■ **GIVEN TASK 1**
Rewrite the paragraph beginning "Browsing through the years" from the forum thread below on BayesElo and Ordo as one shorter sentence, keeping its main facts.
begin DOCUMENT EXCERPT
BayesianElo or Ordo ?

Discussion of anything and everything relating to chess playing software and machines.

Moderators: hgm, chrisw, Rebel

User avatar
Rebel
Posts: 7231
Joined: Thu Aug 18, 2011 12:04 pm
Full name: Ed Schröder

BayesianElo or Ordo ?

Post by Rebel »

I also created an elo progression by year calculation from CEGT 40/20 games and made a comparison with CCRL.

1. CCRL uses BayesElo while CEGT uses Ordo for elo calculation and the differences are quite remarkable.

2. Following CCRL the elo progress since 2006 is 585 elo while for CEGT the elo progress is 778 elo.

3. CCRL in 2006 starts with an 114 higher elo than CEGT but anno 2021 the CEGT rating 79 elo higher.

4. Browsing through the years we see an almost fixed pattern CEGT ratings scoring higher peaking in 2020 with a difference of 87 elo, the year of the NNUE revolution starting with Stockfish 12, see the red marked year.

5. GM Larry Kaufman hinted this is probably due to BayesElo double counting draws.
end DOCUMENT EXCERPT
begin EXTRACTED MATERIAL
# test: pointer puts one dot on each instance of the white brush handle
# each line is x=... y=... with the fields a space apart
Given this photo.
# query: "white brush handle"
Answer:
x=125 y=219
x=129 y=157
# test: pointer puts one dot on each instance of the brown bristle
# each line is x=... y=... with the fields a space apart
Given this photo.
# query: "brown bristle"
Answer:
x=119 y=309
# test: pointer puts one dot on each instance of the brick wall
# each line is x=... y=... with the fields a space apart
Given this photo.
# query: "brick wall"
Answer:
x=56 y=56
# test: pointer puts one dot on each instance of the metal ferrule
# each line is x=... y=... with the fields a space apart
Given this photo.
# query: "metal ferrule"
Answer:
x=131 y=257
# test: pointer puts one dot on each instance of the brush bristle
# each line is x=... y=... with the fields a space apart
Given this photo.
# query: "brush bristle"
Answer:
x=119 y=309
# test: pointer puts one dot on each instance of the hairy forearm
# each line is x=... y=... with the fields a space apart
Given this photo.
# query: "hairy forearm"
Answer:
end EXTRACTED MATERIAL
■ **GIVEN TASK 2**
Gather every line of the records that contains the word "brown", and treat uppercase and lowercase as different.

■ **COMPLETE ANSWER 1**
Across the years, CEGT ratings come out higher in an almost fixed pattern, with the gap peaking at 87 elo in 2020, the year the NNUE revolution began with Stockfish 12 (marked in red).

■ **COMPLETE ANSWER 2**
# test: pointer puts one dot on each instance of the brown bristle
# query: "brown bristle"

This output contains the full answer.